• [The problem] Only the lines holding "below" are wanted here; copy each from the listing.

• [Task material]
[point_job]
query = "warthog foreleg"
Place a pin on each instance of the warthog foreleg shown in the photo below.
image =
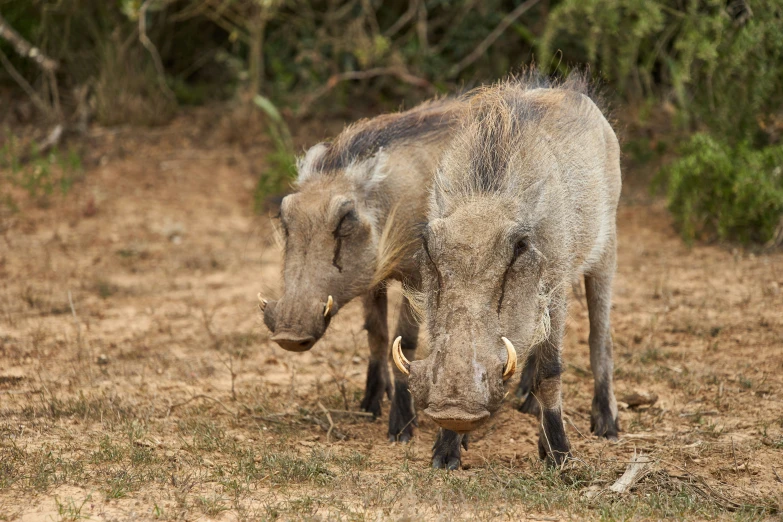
(529, 403)
(553, 443)
(378, 381)
(446, 450)
(598, 289)
(402, 418)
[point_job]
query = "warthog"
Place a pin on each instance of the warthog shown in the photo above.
(523, 203)
(350, 227)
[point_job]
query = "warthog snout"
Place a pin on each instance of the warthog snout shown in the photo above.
(297, 325)
(460, 405)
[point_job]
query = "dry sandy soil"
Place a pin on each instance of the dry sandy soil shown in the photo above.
(137, 380)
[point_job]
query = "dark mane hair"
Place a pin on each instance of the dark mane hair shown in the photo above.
(366, 137)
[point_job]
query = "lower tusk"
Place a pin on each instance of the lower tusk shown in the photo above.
(400, 361)
(511, 363)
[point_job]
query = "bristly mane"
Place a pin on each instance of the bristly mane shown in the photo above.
(502, 124)
(367, 137)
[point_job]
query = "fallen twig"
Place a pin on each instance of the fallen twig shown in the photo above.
(639, 466)
(353, 413)
(329, 418)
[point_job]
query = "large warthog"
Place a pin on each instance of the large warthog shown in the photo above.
(523, 203)
(350, 227)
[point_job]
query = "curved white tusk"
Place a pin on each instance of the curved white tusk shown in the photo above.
(400, 361)
(511, 363)
(329, 304)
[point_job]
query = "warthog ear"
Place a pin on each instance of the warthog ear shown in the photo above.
(306, 165)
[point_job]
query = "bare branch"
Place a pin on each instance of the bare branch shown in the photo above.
(25, 48)
(335, 79)
(37, 101)
(147, 43)
(509, 19)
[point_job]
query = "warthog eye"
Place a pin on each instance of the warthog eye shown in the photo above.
(343, 229)
(520, 247)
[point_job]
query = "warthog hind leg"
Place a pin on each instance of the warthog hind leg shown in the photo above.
(446, 450)
(598, 289)
(378, 381)
(402, 417)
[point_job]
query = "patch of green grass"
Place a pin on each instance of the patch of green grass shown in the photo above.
(68, 511)
(211, 506)
(40, 174)
(651, 355)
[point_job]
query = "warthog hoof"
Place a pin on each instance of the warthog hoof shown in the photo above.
(603, 423)
(553, 444)
(446, 451)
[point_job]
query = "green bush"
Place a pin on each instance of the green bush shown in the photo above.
(721, 64)
(39, 175)
(280, 169)
(719, 191)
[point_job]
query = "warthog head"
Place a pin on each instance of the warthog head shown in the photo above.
(330, 254)
(348, 227)
(484, 267)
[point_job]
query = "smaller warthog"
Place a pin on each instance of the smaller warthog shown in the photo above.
(523, 203)
(350, 227)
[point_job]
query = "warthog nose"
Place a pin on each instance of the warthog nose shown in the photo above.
(456, 419)
(293, 342)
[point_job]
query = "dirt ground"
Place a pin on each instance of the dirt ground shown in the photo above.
(137, 380)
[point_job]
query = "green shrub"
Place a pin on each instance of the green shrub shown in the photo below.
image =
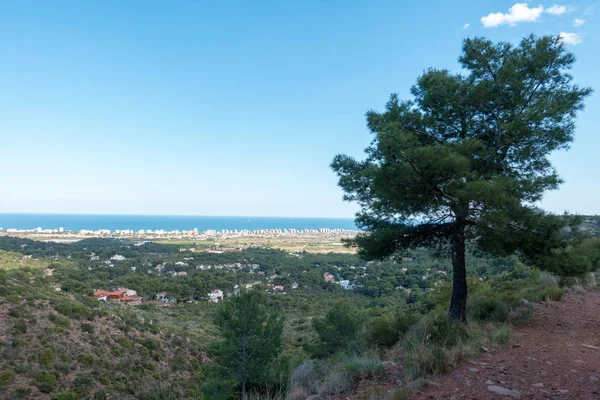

• [The completed task]
Place a pin on each instance of the warthog foreleg shown in the photo below.
Place a pin on each instance of the green shrub shown in the photo below.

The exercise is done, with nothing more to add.